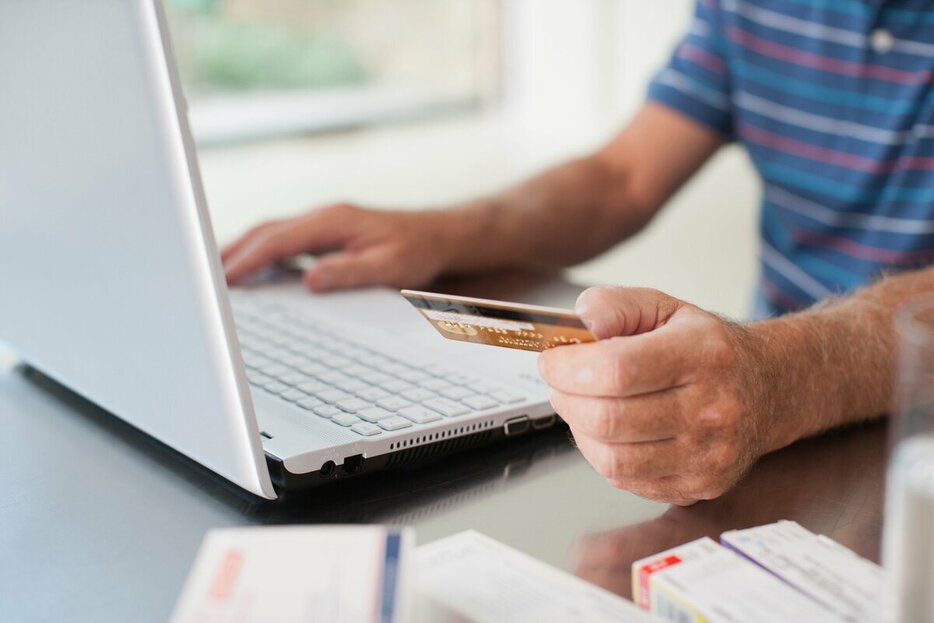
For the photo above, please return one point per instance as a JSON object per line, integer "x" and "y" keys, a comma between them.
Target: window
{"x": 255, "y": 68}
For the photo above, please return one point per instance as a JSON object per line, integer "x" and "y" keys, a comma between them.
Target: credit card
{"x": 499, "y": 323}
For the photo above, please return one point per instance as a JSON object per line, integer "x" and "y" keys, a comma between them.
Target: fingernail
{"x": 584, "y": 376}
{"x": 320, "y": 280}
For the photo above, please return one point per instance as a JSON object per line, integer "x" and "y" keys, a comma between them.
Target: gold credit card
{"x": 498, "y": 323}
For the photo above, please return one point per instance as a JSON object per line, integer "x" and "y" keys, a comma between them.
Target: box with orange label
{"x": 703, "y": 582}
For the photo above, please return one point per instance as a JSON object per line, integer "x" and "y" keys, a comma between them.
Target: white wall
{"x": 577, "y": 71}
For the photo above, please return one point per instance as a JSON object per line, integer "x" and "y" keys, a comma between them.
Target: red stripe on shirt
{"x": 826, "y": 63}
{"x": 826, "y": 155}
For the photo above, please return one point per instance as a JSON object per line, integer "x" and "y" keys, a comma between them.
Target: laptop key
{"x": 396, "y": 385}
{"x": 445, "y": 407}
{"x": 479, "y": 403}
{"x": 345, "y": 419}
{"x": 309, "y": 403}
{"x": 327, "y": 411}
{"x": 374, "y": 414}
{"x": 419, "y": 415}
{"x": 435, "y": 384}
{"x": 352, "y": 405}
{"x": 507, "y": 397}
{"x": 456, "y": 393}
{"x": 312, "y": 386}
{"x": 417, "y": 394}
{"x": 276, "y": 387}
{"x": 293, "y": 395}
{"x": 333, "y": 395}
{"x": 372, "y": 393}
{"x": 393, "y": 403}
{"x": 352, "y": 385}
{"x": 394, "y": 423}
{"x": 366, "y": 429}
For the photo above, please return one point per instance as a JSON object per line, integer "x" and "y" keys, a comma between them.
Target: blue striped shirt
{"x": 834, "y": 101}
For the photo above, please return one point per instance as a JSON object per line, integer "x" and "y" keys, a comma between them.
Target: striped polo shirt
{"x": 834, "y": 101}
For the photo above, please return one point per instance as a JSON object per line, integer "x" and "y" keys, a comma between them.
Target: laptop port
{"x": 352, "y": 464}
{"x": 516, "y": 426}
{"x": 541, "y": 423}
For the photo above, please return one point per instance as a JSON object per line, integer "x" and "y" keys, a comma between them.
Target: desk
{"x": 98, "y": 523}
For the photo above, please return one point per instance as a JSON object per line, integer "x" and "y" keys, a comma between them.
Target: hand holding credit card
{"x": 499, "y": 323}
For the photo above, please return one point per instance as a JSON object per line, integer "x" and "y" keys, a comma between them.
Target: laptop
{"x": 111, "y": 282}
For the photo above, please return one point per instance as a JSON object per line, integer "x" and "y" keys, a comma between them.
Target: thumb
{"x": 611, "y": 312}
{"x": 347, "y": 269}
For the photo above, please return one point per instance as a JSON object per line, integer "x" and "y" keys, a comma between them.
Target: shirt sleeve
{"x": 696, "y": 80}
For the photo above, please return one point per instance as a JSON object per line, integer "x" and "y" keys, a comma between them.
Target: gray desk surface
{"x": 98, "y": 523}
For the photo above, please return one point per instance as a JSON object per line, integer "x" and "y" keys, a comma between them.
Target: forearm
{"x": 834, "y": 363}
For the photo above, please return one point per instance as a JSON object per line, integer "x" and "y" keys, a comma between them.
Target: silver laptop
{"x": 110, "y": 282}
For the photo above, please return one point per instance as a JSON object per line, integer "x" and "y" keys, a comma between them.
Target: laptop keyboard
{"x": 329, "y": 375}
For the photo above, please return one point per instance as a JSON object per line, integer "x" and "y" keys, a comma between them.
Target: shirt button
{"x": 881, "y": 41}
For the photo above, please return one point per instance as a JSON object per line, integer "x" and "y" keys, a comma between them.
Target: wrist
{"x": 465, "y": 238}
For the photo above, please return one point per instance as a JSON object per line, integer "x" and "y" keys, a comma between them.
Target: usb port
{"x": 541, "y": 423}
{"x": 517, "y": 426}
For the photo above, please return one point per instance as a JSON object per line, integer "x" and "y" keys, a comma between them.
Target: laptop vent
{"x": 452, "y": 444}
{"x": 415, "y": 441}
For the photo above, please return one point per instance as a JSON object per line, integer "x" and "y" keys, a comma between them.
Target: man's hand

- - - -

Task description →
Without the pictures, print the whole listing exactly as given.

Problem solution →
For the photo above, please return one point per instance as a JSON object per line, integer "x" and "y" keys, a comma between them.
Target: window
{"x": 255, "y": 68}
For the photo above, please return one point per instance as a JSON object per line, integer "x" and "y" keys, a comma between them.
Target: credit card
{"x": 499, "y": 323}
For the photo above, please return one point per instance as a JSON object per line, integer "x" and "y" keys, a comma between them.
Target: fingernail
{"x": 584, "y": 376}
{"x": 320, "y": 280}
For the photo above, please return one point per instance as a JSON object per line, integer "x" and "y" keys, a comma between them.
Target: gold credit card
{"x": 498, "y": 323}
For the photo above, please return one point per instance as a JSON object per line, integer "x" and "y" keys, a comma between them.
Target: box with orange label
{"x": 703, "y": 582}
For the photo above, please return one point per instance as a JSON object per line, integer "x" and "y" keys, a comma between them.
Target: white wall
{"x": 577, "y": 71}
For the photo above, please return one point per instance as a JSON object per line, integer "x" and "y" keys, a comma between them.
Target: red stripe on shirt
{"x": 826, "y": 63}
{"x": 826, "y": 155}
For the photo above, please return one point per instance as a JSON object per line, integer "x" and "y" keys, a comma between them.
Target: laptop key
{"x": 396, "y": 385}
{"x": 445, "y": 407}
{"x": 479, "y": 403}
{"x": 345, "y": 419}
{"x": 309, "y": 403}
{"x": 327, "y": 411}
{"x": 374, "y": 414}
{"x": 419, "y": 415}
{"x": 435, "y": 384}
{"x": 352, "y": 405}
{"x": 507, "y": 397}
{"x": 456, "y": 393}
{"x": 312, "y": 386}
{"x": 417, "y": 394}
{"x": 276, "y": 387}
{"x": 293, "y": 395}
{"x": 333, "y": 395}
{"x": 372, "y": 393}
{"x": 393, "y": 403}
{"x": 352, "y": 385}
{"x": 394, "y": 423}
{"x": 366, "y": 429}
For the photo above, please return one point per instance as a JSON object per line, integer "x" and "y" keys, a comma between them.
Target: blue striped shirt
{"x": 834, "y": 101}
For the photo above, please return one point per instance as a JSON object per line, integer "x" and "y" keys, a comma between them.
Target: striped polo shirt
{"x": 834, "y": 101}
For the photo above, please return one point per instance as a JSON object per line, integer "x" and "y" keys, a comma between them.
Target: laptop port
{"x": 352, "y": 464}
{"x": 516, "y": 426}
{"x": 541, "y": 423}
For the photo above, please return one point per instance as a JSON object per line, integer "x" and "y" keys, a comma between them.
Target: desk
{"x": 98, "y": 523}
For the photo above, please return one point per instance as a JSON object per line, integer "x" and "y" keys, a comma between them.
Target: hand holding credit card
{"x": 499, "y": 323}
For the photo above, please return one point per instance as a JSON object per line, integer "x" and "y" keys, a comma between them.
Target: laptop
{"x": 111, "y": 282}
For the photo above, please return one point per instance as a JSON object per line, integer "x" and "y" keys, a comma between them.
Target: thumb
{"x": 611, "y": 312}
{"x": 347, "y": 269}
For the photo above, please return one point per instance as a JSON object per line, integer "x" and "y" keys, a comma between them.
Target: shirt sleeve
{"x": 696, "y": 80}
For the photo above, please return one point per instance as a JSON object per line, integer "x" and "y" keys, a comma between them.
Target: gray desk surface
{"x": 98, "y": 523}
For the photo above, please return one point per instance as a JSON object per line, integer "x" and "y" keys, a comma between them.
Target: forearm
{"x": 834, "y": 363}
For the photo above, please return one point per instance as a JSON object per line, integer "x" and "y" keys, a comma between them.
Target: silver laptop
{"x": 110, "y": 282}
For the photo above, please return one point per instance as a JSON object per line, integer "x" and "y" keys, a comma between them.
Target: laptop keyboard
{"x": 329, "y": 375}
For the photo above, please return one point per instance as a JSON object per line, integer "x" and "y" keys, a comma between them.
Target: shirt button
{"x": 881, "y": 41}
For the photo above, please return one point per instance as a JSON object per line, integer "x" and "y" keys, a comma between them.
Target: wrist
{"x": 465, "y": 238}
For the photo above, please return one point per instance as a JSON object per line, integer "x" and "y" keys, a comma between them.
Target: usb port
{"x": 541, "y": 423}
{"x": 517, "y": 426}
For the photo above, please return one point per instance as a JSON object per line, integer "x" and "y" keys, a comma between them.
Target: laptop vent
{"x": 452, "y": 444}
{"x": 415, "y": 441}
For the photo above, please return one point per instance as a JSON object per line, integer "x" and "y" keys, a comma between them.
Target: man's hand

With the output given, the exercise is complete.